-------- DOCUMENTO DE ORIGEM --------

Em 50 anos de carreira, marcados por cerca de 30 peças e umas 50 traduções para os palcos, Flávio Marinho flertou com o sucesso numerosas vezes, estabelecendo-se como grife nas artes cênicas. Seu primeiro texto original, "Splish, Splash", idealizado para Claudia Raia, em 1988, foi daqueles eventos teatrais de lotar casas de espetáculos e atrair os olhares da indústria do entretenimento. Mais tarde, ele levou a comédia de costumes às raias da excelência em "Abalou Bangu" ao mesmo tempo em que transformou os feitos de Cauby Peixoto num musical - com Diogo Vilela - que rasgou corações.

-------- TRECHOS DOS REGISTROS --------

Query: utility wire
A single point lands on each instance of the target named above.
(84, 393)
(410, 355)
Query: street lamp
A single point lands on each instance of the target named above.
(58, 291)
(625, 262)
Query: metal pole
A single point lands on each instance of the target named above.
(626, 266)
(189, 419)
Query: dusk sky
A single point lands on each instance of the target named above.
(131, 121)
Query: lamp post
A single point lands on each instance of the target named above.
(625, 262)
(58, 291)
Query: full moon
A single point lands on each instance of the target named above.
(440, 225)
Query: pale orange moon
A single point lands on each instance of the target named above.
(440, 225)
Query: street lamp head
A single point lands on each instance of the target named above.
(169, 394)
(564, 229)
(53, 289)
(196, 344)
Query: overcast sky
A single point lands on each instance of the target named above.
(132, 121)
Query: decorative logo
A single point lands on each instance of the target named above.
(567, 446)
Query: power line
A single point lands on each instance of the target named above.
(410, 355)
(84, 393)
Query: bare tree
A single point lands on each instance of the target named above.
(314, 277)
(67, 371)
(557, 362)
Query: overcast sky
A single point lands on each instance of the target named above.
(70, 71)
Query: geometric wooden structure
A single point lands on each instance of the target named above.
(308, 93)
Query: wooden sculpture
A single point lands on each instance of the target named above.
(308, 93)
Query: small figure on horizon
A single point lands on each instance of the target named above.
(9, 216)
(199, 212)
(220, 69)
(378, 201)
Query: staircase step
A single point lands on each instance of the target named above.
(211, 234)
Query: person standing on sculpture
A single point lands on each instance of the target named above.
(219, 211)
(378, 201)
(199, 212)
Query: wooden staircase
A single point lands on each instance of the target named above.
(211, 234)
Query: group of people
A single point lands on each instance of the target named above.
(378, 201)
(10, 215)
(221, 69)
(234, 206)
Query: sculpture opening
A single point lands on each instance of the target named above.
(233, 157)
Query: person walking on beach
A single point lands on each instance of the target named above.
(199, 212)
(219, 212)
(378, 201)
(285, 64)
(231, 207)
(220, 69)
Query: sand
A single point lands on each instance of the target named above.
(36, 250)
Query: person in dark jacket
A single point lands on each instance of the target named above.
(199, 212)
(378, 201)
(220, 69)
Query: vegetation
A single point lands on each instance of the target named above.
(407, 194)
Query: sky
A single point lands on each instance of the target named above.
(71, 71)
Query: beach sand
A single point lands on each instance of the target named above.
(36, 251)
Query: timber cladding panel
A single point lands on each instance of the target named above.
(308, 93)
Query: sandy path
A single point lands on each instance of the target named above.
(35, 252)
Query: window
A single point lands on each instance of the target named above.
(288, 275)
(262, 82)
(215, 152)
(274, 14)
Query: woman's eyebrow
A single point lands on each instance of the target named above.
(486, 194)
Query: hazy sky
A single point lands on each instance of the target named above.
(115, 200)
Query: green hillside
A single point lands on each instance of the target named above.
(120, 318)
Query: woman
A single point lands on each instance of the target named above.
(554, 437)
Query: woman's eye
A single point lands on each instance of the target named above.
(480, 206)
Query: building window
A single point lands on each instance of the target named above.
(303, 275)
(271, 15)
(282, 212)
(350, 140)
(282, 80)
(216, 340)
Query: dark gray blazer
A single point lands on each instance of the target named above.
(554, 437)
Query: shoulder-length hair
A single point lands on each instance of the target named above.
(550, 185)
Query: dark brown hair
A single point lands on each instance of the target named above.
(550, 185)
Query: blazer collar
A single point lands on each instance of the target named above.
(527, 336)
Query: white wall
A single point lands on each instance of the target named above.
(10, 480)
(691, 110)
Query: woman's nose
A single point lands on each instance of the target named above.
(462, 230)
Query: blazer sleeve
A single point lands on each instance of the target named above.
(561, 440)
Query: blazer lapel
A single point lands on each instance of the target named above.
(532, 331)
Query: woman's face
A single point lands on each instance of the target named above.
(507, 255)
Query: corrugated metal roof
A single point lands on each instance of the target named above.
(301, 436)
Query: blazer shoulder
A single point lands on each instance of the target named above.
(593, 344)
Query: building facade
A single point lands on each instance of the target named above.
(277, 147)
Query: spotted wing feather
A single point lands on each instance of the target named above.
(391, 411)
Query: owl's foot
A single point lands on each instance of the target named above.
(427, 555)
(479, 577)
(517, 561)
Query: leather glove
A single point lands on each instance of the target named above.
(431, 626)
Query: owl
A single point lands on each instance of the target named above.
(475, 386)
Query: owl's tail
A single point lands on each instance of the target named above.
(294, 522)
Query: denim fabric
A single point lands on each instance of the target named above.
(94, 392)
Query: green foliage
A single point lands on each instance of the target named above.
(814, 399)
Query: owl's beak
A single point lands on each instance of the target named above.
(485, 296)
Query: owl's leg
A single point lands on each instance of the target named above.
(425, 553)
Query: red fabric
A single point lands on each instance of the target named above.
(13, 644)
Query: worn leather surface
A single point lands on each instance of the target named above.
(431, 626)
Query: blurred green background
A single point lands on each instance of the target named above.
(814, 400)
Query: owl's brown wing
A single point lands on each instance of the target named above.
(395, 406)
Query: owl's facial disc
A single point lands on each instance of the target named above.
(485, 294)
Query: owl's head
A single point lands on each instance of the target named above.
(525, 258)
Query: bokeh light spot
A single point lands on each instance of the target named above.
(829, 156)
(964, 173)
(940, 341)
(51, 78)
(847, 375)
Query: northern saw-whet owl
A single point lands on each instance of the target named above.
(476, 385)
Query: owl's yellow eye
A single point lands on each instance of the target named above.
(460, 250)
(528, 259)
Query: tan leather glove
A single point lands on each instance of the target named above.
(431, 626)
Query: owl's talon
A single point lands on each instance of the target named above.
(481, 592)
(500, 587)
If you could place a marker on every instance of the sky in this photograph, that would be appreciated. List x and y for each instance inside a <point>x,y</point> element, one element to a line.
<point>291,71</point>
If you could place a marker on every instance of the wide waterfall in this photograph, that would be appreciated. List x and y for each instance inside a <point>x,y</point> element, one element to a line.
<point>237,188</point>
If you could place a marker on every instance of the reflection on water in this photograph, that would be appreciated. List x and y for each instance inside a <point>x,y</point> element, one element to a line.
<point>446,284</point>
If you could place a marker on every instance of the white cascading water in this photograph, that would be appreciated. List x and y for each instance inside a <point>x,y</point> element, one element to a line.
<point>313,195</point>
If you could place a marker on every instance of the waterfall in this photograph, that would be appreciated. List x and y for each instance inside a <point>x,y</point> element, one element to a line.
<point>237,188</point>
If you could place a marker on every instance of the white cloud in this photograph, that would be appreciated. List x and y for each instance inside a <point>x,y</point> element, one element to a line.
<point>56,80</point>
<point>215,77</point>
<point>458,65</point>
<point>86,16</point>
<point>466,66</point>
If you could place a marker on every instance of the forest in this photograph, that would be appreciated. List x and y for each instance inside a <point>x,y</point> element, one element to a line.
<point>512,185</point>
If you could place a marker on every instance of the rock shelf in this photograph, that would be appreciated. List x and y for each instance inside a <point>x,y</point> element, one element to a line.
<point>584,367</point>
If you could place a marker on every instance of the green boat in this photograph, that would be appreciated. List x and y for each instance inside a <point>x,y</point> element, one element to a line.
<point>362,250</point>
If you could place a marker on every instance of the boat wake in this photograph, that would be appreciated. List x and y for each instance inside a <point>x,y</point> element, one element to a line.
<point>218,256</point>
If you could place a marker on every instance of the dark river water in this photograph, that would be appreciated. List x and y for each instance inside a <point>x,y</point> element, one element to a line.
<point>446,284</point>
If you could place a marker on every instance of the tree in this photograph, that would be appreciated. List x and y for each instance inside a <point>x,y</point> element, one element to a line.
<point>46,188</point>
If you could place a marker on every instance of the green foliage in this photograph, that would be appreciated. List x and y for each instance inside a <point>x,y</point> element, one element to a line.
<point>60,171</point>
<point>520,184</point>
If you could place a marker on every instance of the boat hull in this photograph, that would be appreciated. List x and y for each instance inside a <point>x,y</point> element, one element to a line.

--------

_EXPLORE O MATERIAL_
1. Liste todas as pessoas mencionadas pelo nome no texto sobre Flávio Marinho.
2. Dê continuidade ao texto sobre Flávio Marinho a partir da última frase apresentada.
Os registros não têm relação com o texto sobre Flávio Marinho.

_LISTA DE RESPOSTAS_
1. Flávio Marinho, Claudia Raia, Cauby Peixoto, Diogo Vilela

2.
Às vésperas do lançamento de um livro no qual revisita sua relação com a imprensa, como crítico teatral e repórter de cultura, Marinho emplaca um fenômeno - que para muitos é "A" peça de 2024 até agora - apoiado no talento do titã Othon Bastos: "Não Me Entrego, Não!". Vista por cerca de 8 mil pagantes desde sua estreia, em junho, essa colcha de recordações do eterno Corisco de "Deus e o Diabo Na Terra Do Sol" (1964) passa em revista sonhos, saudades e consagrações de um mito da arte de atuar, o que vem comovendo multidões. As sessões lotam a cada apresentação no Teatro Vanucci, que estendeu a temporada até setembro. Paralelamente, sua dramaturgia corre o país com encenações de sua criação anterior, "Judy: O Arco-íris É Aqui", com Luciana Braga.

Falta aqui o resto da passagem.